**Dataset excerpts**:
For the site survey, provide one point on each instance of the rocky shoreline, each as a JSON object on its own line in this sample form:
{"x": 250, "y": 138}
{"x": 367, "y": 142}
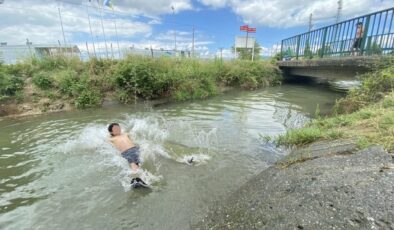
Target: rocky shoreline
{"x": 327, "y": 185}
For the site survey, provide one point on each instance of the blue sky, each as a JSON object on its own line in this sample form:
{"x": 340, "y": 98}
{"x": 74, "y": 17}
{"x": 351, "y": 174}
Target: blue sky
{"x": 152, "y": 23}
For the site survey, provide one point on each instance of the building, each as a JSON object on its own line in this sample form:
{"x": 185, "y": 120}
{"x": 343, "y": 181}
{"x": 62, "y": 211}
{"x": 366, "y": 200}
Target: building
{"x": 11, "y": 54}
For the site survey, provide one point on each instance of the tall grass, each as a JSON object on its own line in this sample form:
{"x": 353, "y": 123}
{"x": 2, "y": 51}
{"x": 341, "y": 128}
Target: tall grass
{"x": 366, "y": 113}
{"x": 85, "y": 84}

* * *

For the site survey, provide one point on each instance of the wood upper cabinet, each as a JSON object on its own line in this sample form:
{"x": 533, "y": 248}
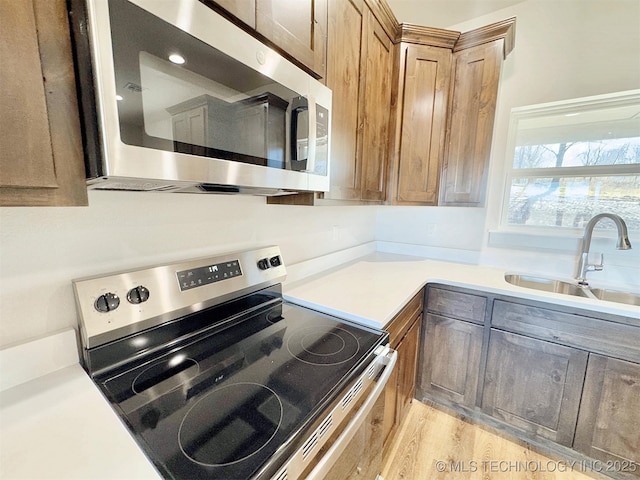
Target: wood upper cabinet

**To be done**:
Arrange as a Markdown table the lines starting at the one that contains "of the wood" and stopping after the one that contains "Target: wood upper cabinet", using the column headings Index and Line. Number each line in order, and omit any blank lines and any picture.

**Solution below**:
| Index | Line |
|---|---|
| 1 | For the site survey, provide one point on each instance of the wood upper cabinet, each as a JSON object on its own line in this sample form: |
| 2 | {"x": 533, "y": 248} |
| 3 | Target: wood upper cabinet |